To reduce the data amount archived, we processed output data as follows. Monthly mean data were interpolated onto 25 standard pressure levels and results up to 85 hPa for L34 and 10 hPa for L42, L72, and L168 are shown in this study. To investigate tropospheric eddy activity, 6-hourly three-dimensional data up to 70 hPa (interpolated onto 10 pressure levels) were archived. The flux terms in the transformed Eulerian mean (TEM) formulation were internally calculated at each model time step and daily means were output on 34, 42, 72, and 168 pressure levels. The Eliassen–Palm (EP) flux and its divergence were first calculated each day on the full-level structure, and then interpolated onto 25 standard pressure levels for archiving. Note that we will present the EP flux divergence results scaled with mean density so that they represent the contribution of the eddies to the mean flow acceleration (m s−1 day−1).

When run with sufficiently fine stratospheric vertical resolution (e.g., ~550 m) the MIROC-AGCM spontaneously simulates a somewhat realistic QBO of the tropical stratosphere. The QBO is simulated in the L72 and L168 models, but not in the L34 and L42 models (the latter display little interannual variability in the tropical stratospheric zonal-mean circulation). It is noteworthy that the QBO can be simulated in this model despite not including a nonstationary gravity wave parameterization (Kawatani et al. 2009, 2011, 2014).

Annually repeating prescribed sea surface temperatures (SSTs) and ozone concentrations were employed. The monthly mean SSTs and sea ice were from the Hadley Centre Sea Ice and Sea Surface Temperature dataset (HadISST) climatology (based on an average from 1979 to 1998). The monthly ozone climatology data were from the U.K. Universities’ Global Atmospheric Modelling Programme (UGAMP) monthly ozone climatology dataset (Li and Shine 1999). The UGAMP ozone climatology is based on observations during 1985–89.

Globally and vertically uniform concentrations are prescribed for the radiatively active gases O2 (21%), CO2 (345 ppmv), CH4 (1.7 ppmv), and N2O (0.3 ppmv). The CO2 concentration prescribed here is close to the NOAA Global Greenhouse Gas Network (GGGN) estimate of the annual-mean, global-mean mixing ratio for 1985 (ftp://aftp.cmdl.noaa.gov/products/trends/co2/co2_annmean_gl.txt). The 1.7-ppmv CH4 concentration specified in our model is close to the GGGN estimate of the annual-mean, global-mean mixing ratio for 1989. The 0.3 ppmv adopted for N2O also agrees with published observational estimates circa 1980 (e.g., https://www.epa.gov/sites/production/files/2016-08/documents/print_ghg-concentrations-2016.pdf). The water vapor concentrations throughout the atmosphere are computed prognostically including a middle-atmospheric source via a parameterization of methane oxidation [see Kawatani et al. (2014) for details]. Other aspects of the model formulation are described in Kawatani et al. (2011).

To summarize, in these experiments (i) there is no interannual variability of external forcing, (ii) the annually repeating prescribed SSTs are computed as the mean over the base period 1979–98, and (iii) the prescribed concentrations of radiatively active gases are reasonably representative of conditions during that base period as well. The model climatology will be compared with atmospheric observations averaged over 1979–98.
---------------
TO DO >>
(a) Answer these questions using the model description:
(i) Which models simulate the QBO?
(ii) What CO2 concentration is prescribed?
(iii) During which years were the observations taken that the UGAMP ozone climatology is based on?
(b) Output the passage of the model description starting at "When run with" and ending at "2009, 2011, 2014).".
Rely only on the model description above when responding.

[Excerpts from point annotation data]
---------------
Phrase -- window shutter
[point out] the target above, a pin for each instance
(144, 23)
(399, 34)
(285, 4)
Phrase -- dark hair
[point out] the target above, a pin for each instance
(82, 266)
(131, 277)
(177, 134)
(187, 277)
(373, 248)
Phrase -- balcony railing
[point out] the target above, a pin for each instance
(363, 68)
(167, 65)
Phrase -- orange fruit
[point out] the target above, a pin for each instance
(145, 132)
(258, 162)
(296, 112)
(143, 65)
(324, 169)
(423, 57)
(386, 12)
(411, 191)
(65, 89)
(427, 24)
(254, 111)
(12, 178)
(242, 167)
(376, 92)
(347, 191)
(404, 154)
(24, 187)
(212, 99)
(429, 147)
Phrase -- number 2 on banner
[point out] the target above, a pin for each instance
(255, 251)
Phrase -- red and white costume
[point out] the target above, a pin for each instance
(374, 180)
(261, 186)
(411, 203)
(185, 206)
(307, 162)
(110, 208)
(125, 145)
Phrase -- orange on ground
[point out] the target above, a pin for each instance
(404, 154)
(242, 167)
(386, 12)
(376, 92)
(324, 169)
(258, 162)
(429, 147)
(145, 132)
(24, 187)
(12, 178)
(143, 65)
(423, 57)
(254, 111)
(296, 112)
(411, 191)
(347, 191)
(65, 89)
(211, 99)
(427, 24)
---------------
SOLUTIONS IN ORDER >>
(a)
(i) The L72 and L168 models
(ii) 345 ppmv
(iii) 1985–89

(b)
When run with sufficiently fine stratospheric vertical resolution (e.g., ~550 m) the MIROC-AGCM spontaneously simulates a somewhat realistic QBO of the tropical stratosphere. The QBO is simulated in the L72 and L168 models, but not in the L34 and L42 models (the latter display little interannual variability in the tropical stratospheric zonal-mean circulation). It is noteworthy that the QBO can be simulated in this model despite not including a nonstationary gravity wave parameterization (Kawatani et al. 2009, 2011, 2014).